### [WHAT THE TASK REQUIRES]
Set down every entry below exactly as it stands.

### [Region pointing data]
###

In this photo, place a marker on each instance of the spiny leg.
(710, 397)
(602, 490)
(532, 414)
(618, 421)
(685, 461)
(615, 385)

###

### [PROBLEM SOLUTION]
In this photo, place a marker on each instance of the spiny leg.
(710, 397)
(602, 490)
(532, 414)
(618, 421)
(685, 461)
(615, 385)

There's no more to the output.